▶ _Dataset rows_
----

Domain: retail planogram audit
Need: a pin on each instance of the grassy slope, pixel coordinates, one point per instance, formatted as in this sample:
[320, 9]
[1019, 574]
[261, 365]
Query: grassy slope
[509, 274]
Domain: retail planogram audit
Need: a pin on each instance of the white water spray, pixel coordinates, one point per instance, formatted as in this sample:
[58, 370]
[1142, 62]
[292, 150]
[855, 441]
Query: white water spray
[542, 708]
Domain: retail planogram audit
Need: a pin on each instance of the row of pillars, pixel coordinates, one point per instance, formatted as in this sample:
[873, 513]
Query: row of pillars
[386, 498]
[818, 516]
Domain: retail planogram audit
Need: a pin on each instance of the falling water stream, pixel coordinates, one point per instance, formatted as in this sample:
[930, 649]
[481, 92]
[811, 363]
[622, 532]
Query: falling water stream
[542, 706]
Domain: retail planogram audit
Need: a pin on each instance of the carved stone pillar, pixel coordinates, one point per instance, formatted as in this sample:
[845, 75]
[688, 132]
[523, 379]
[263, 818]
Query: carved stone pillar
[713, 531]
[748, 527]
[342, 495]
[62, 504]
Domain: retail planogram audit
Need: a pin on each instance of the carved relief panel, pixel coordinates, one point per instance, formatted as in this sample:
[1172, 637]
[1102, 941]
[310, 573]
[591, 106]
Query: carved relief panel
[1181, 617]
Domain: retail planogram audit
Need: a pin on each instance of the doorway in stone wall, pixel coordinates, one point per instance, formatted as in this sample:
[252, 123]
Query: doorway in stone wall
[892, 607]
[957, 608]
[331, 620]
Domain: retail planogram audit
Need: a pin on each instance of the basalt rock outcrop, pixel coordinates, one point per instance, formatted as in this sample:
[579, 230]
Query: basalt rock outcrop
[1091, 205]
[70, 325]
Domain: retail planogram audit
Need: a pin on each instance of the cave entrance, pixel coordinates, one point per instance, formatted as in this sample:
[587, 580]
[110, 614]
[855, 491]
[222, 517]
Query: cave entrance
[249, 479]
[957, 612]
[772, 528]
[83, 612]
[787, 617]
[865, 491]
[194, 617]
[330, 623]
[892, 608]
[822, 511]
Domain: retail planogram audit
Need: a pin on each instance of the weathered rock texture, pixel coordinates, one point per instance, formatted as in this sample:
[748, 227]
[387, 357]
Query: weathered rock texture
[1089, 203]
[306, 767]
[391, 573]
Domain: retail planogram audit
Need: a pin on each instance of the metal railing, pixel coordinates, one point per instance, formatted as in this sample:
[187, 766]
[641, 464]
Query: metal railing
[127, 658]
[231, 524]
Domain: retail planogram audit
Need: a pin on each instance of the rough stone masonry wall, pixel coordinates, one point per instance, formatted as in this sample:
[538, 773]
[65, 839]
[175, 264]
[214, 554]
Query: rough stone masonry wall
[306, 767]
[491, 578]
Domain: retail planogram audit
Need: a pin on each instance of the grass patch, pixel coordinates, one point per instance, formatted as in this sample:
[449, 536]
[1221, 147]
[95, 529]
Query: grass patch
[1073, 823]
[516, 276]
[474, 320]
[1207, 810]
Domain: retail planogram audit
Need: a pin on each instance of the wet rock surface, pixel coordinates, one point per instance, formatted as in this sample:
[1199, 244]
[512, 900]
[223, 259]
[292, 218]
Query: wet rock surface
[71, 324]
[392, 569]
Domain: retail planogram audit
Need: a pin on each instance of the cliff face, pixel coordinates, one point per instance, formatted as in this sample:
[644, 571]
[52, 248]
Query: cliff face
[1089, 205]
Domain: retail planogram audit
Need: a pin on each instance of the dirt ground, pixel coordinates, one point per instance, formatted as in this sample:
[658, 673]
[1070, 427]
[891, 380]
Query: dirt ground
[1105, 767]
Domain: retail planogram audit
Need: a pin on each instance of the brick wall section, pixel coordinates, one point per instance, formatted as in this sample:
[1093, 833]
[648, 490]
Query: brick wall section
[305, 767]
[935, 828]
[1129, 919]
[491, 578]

----

Make an exact copy of the material above.

▶ _Exercise output_
Domain: retail planogram audit
Need: a pin on each instance of the grassy slope, pixel coordinates, one point per instance, formatted as in this sample:
[320, 9]
[1019, 574]
[261, 365]
Query: grassy slope
[509, 274]
Domain: retail planogram audit
Need: a pin on each instance of the white water spray, pixel coordinates, one point per instance, formatted as in this sample:
[58, 370]
[1142, 62]
[292, 150]
[855, 441]
Query: white water spray
[542, 708]
Domain: retail planogram audit
Need: a pin on each instance of the row of pillars, pixel coordinates, one point per instance, formatted as in this sample:
[873, 513]
Query: row of pillars
[386, 498]
[818, 516]
Domain: retail planogram audit
Need: a pin on each instance of the falling water stream, pixel coordinates, one point per instance, formatted as in this sample:
[930, 649]
[481, 92]
[811, 363]
[622, 532]
Query: falling water stream
[542, 706]
Domain: retail planogram audit
Need: a pin on each instance of the carved stone pillar, pixel coordinates, one point per instance, formatted as in this sample:
[845, 75]
[688, 132]
[523, 379]
[263, 818]
Query: carved stone pillar
[713, 531]
[748, 527]
[342, 495]
[62, 504]
Domain: retail planogram audit
Need: a pin on each instance of the carved relief panel, pixel coordinates, one point per instance, formatted as in this sample:
[1172, 637]
[1102, 941]
[310, 573]
[591, 106]
Query: carved relief panel
[1181, 617]
Domain: retail planogram audit
Need: a pin on each instance of the doorway in stone wall, pixel coordinates, one point per instance, formatted as in this sample:
[252, 123]
Query: doorway in stone wall
[892, 607]
[957, 608]
[331, 620]
Domain: retail planogram audit
Need: a pin on each instance of the basalt rock outcrop, pixel coordinates, one point per instance, formatted as in this sample:
[579, 230]
Query: basalt rock outcrop
[1091, 205]
[70, 325]
Domain: retail planogram audit
Need: a pin on each instance of the cave entrance, pixel coordinates, one point per instance, formatted as in this sample:
[587, 580]
[110, 614]
[855, 491]
[222, 517]
Query: cave entrance
[249, 479]
[957, 612]
[772, 528]
[83, 612]
[787, 617]
[865, 491]
[194, 617]
[330, 623]
[892, 608]
[822, 511]
Domain: retail planogram audit
Need: a pin on each instance of the weathered rock texture, pixel coordinates, one point per instance, formatted as in this sample:
[748, 227]
[387, 357]
Query: weathered rock texture
[1089, 203]
[306, 767]
[391, 573]
Domain: retail planogram audit
Need: a pin on each instance of the metal railing, pixel coordinates, one point per instance, formatted as in this sample:
[187, 766]
[641, 464]
Query: metal railing
[127, 658]
[231, 524]
Domain: retail planogram audit
Need: a pin on each instance of the rough stone masonry wall, pixel coordinates, one point per instance, formatted as in this sample:
[538, 773]
[65, 839]
[175, 264]
[214, 554]
Query: rough stone masonry wall
[306, 767]
[491, 578]
Domain: retail planogram audit
Need: a pin on each instance of the grass patch, pixel coordinates, one point per instance, formatted as in this sample:
[449, 536]
[1221, 147]
[95, 529]
Query: grass patch
[1073, 823]
[516, 276]
[474, 320]
[1207, 810]
Domain: retail planogram audit
Need: a pin on each instance of the wet rock surface, pixel coordinates, one point per instance, formatted as in this sample:
[1199, 244]
[512, 900]
[223, 259]
[292, 218]
Query: wet rock surface
[71, 324]
[392, 569]
Domain: retail planogram audit
Need: a pin on each instance of the cliff face, pixel coordinates, one point per instance, formatted as in this sample:
[644, 571]
[52, 248]
Query: cliff face
[1089, 205]
Domain: retail planogram audit
Need: a pin on each instance of the dirt ground, pixel coordinates, one point per instance, formatted as in this sample:
[658, 673]
[1070, 427]
[891, 380]
Query: dirt ground
[1105, 767]
Domain: retail planogram audit
Need: a pin on each instance of the brick wall section, pixel coordinates, one point per instance, formatted as in this sample:
[1093, 833]
[648, 490]
Query: brick wall section
[305, 767]
[935, 828]
[1129, 919]
[491, 578]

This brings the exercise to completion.